→ Supplied text
━━━━━━━━

= Paul Pagk =

English painter

Paul Pagk is an abstract painter born in England, UK in 1962. He moved to France in 1973. He lives and works in New York City since 1988.

== Biography ==

Pagk was born in 1962 of a Czech father and an English mother, who was also a painter and with whom he visited museums as a child.

He studied at the École nationale supérieure des Beaux-Arts in Paris (France) from 1978 until 1982, year in which he founded the « 55 rue des Panoyaux » space in Ménilmontant (Paris) - a working space for artists located in an old foundry. One year later he met the French gallerist Jean Fournier who became one of his first collectors.

In 1984, he exhibited at the galerie Jean Fournier in Paris and at the Musée des Arts Décoratifs. In 1987, he had his first solo-show at the galerie Jean Fournier, and exhibited also at the art center Crédac in Ivry (France) and at the Parc Floral of Paris. That same year, he was awarded the Prix Fénéon (Sorbonne University, Paris). In September 1988, he moved to New York where he had found an artist loft to rent, and what was supposed to be a one-year stay became a long-term one in New York. That year, he discovered the triple exhibition of Blinky Palermo, Imi Knoebel, and Joseph Beuys at the Dia Art Foundation in Chelsea (New York), which had an important impact on his work.

━━━━━━━━

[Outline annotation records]
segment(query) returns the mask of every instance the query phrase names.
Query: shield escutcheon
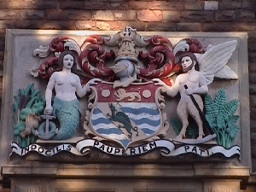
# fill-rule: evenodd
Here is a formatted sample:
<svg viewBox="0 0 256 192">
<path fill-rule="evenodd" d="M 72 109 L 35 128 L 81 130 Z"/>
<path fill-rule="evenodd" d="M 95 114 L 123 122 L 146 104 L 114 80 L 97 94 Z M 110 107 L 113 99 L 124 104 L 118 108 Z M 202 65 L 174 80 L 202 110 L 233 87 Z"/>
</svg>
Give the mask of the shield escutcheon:
<svg viewBox="0 0 256 192">
<path fill-rule="evenodd" d="M 91 88 L 95 99 L 87 127 L 90 131 L 87 130 L 87 133 L 124 148 L 166 134 L 168 123 L 162 113 L 161 87 L 149 82 L 113 89 L 113 84 L 101 82 Z"/>
</svg>

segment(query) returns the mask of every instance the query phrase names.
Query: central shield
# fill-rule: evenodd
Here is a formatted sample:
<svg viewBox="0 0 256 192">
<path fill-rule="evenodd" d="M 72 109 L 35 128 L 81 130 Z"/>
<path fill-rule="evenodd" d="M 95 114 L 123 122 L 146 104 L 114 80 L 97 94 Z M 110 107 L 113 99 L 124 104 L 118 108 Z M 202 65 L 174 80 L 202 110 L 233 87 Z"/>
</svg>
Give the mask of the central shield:
<svg viewBox="0 0 256 192">
<path fill-rule="evenodd" d="M 87 134 L 125 148 L 166 134 L 168 125 L 161 110 L 165 105 L 160 86 L 151 82 L 113 89 L 113 84 L 101 82 L 91 89 Z"/>
</svg>

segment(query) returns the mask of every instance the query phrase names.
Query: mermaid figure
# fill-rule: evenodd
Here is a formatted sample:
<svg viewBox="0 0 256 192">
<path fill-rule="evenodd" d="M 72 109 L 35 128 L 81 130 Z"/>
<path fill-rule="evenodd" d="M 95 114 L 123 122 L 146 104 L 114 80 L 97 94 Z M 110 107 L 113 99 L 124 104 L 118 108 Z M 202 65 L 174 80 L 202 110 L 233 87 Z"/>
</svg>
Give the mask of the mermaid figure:
<svg viewBox="0 0 256 192">
<path fill-rule="evenodd" d="M 85 96 L 90 90 L 90 84 L 96 84 L 96 81 L 101 81 L 93 79 L 82 87 L 79 77 L 75 74 L 77 65 L 75 58 L 73 52 L 63 51 L 58 60 L 60 71 L 53 73 L 49 78 L 45 90 L 44 113 L 45 116 L 53 113 L 59 121 L 60 127 L 57 129 L 53 122 L 47 119 L 48 121 L 46 120 L 38 128 L 39 138 L 65 140 L 75 136 L 79 124 L 79 102 L 77 96 L 79 97 Z M 53 90 L 55 96 L 52 105 Z M 44 137 L 46 131 L 48 136 Z"/>
</svg>

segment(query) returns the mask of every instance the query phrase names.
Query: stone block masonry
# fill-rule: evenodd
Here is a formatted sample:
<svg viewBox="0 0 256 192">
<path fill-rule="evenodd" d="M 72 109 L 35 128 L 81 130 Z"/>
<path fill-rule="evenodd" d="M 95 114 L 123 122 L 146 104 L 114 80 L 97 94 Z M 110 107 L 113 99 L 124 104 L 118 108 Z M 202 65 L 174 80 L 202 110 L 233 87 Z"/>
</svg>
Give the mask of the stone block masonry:
<svg viewBox="0 0 256 192">
<path fill-rule="evenodd" d="M 167 1 L 0 1 L 0 81 L 3 81 L 5 30 L 57 29 L 107 31 L 131 26 L 138 31 L 245 32 L 248 34 L 251 125 L 256 119 L 255 0 Z M 2 92 L 2 86 L 0 86 Z M 249 89 L 249 87 L 248 87 Z M 255 127 L 252 125 L 252 132 Z M 251 134 L 256 143 L 255 134 Z M 253 172 L 256 148 L 252 146 Z M 253 163 L 254 162 L 254 163 Z"/>
</svg>

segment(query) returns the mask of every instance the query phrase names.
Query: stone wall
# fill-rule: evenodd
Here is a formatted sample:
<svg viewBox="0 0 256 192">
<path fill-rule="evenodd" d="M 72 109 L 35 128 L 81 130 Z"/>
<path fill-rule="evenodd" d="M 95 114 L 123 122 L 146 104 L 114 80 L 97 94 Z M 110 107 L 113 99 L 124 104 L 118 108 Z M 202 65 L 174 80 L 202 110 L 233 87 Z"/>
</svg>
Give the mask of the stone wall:
<svg viewBox="0 0 256 192">
<path fill-rule="evenodd" d="M 246 32 L 248 33 L 251 141 L 256 172 L 256 5 L 255 0 L 1 0 L 0 76 L 5 30 L 122 30 Z M 2 84 L 0 90 L 2 93 Z"/>
</svg>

━━━━━━━━

→ Instructions
1. In the Paul Pagk text, condense the paragraph that begins "He studied at the École nationale" into a short bulleted list that keeps its main facts.
2. Pull the passage from the Paul Pagk text starting at "English painter" and ending at "as a child.".

→ Solutions for each task
1.
- Studied at the École nationale supérieure des Beaux-Arts in Paris from 1978 to 1982.
- In 1982, founded the « 55 rue des Panoyaux » space in Ménilmontant (Paris), an artists' working space in an old foundry.
- A year later, met French gallerist Jean Fournier, who became one of his first collectors.

2.
English painter

Paul Pagk is an abstract painter born in England, UK in 1962. He moved to France in 1973. He lives and works in New York City since 1988.

== Biography ==

Pagk was born in 1962 of a Czech father and an English mother, who was also a painter and with whom he visited museums as a child.